## DESCRIPTION OF THE TASK
In the rows below, change every "hat" to "cap" and leave everything else as it is. Omit the pictures when you reproduce the rows.
▶
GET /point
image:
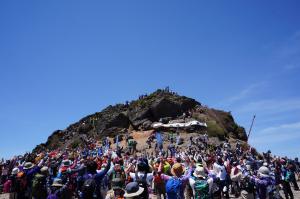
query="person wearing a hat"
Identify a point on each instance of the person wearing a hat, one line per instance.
(30, 170)
(142, 176)
(57, 189)
(176, 183)
(262, 181)
(133, 191)
(118, 191)
(235, 176)
(201, 185)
◀
## TASK RESULT
GET /point
image:
query="person wearing a cap"
Identify a point on each instance of the person wearing a cap, one line per instance.
(30, 170)
(142, 176)
(57, 189)
(176, 183)
(262, 181)
(133, 191)
(118, 191)
(235, 176)
(201, 185)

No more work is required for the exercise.